### What the task requires
Resume the passage below on the parallel apply worker shutdown bug, starting right after its final sentence.

### Passage to read
%%

Normally, this should not happen because we take a lock on LogicalRepWorkerLock
when shutting all the parallel workers[1] which can prevent concurrent worker
to free the worker info. But in logicalrep_worker_stop_internal(), when
stopping parallel worker #1, we will release the lock shortly. and at this
timing it's possible that another parallel worker #2 which reported an ERROR
will shutdown by itself and free the worker->proc. So when we try to stop that
parallel worker #2 in next round, we didn't realize it has been closed,
thus accessing invalid memory(worker->proc).

[1]--
        LWLockAcquire(LogicalRepWorkerLock, LW_SHARED);

        workers = logicalrep_workers_find(MyLogicalRepWorker->subid, true);
        foreach(lc, workers)
        {
            LogicalRepWorker *w = (LogicalRepWorker *) lfirst(lc);

**            if (isParallelApplyWorker(w))
                logicalrep_worker_stop_internal(w, SIGTERM);
        }
--

The bug happens after commit 2a8b40e where isParallelApplyWorker() start to use
the worker->type to check but we forgot to reset the worker type at worker exit
time. So, even if the worker #2 has shutdown, the worker_type is still valid
and we try to stop it again.

%%

### Dataset extract
%%

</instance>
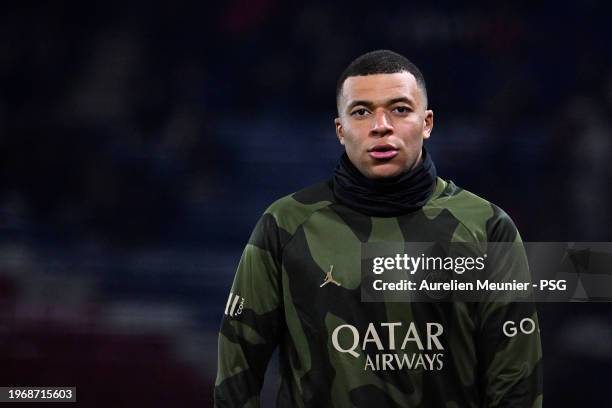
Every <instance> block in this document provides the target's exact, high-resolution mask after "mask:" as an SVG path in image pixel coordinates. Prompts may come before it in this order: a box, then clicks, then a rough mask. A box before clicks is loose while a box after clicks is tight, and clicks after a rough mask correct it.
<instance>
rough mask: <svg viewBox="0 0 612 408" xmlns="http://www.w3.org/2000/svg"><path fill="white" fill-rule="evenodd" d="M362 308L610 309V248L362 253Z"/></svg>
mask: <svg viewBox="0 0 612 408" xmlns="http://www.w3.org/2000/svg"><path fill="white" fill-rule="evenodd" d="M361 254H362V256H361V274H362V285H361V297H362V301H365V302H390V301H391V302H432V301H433V302H449V301H451V302H452V301H464V302H490V301H493V302H565V301H597V302H602V301H612V243H567V242H526V243H506V242H504V243H437V242H419V243H414V242H377V243H367V244H363V245H362V251H361Z"/></svg>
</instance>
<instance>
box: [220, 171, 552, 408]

%%

### Expected answer
Previously, the isParallelApplyWorker() used the worker->leader_pid which will
be reset when the worker exits, so the "if (isParallelApplyWorker(w))" won't pass
in this case and we don't try to stop the worker #2.

To fix it I think we need to reset the worker type at exit as well.
Attach the patch which does the same. I am also testing it locally
to see if there are other issues here.

Best Regards,
Hou Zhijie


Attachment

Re: subscription/015_stream sometimes breaks

From
Alvaro Herrera
Date:
On 2023-Aug-23, Zhijie Hou (Fujitsu) wrote:

> [1]--
>         LWLockAcquire(LogicalRepWorkerLock, LW_SHARED);
> 
>         workers = logicalrep_workers_find(MyLogicalRepWorker->subid, true);
>         foreach(lc, workers)
>         {
>             LogicalRepWorker *w = (LogicalRepWorker *) lfirst(lc);
> 
> **            if (isParallelApplyWorker(w))
>                 logicalrep_worker_stop_internal(w, SIGTERM);
>         }

Hmm, I think if worker->in_use is false, we shouldn't consult the rest
of the struct at all, so I propose to add the attached 0001 as a minimal
fix.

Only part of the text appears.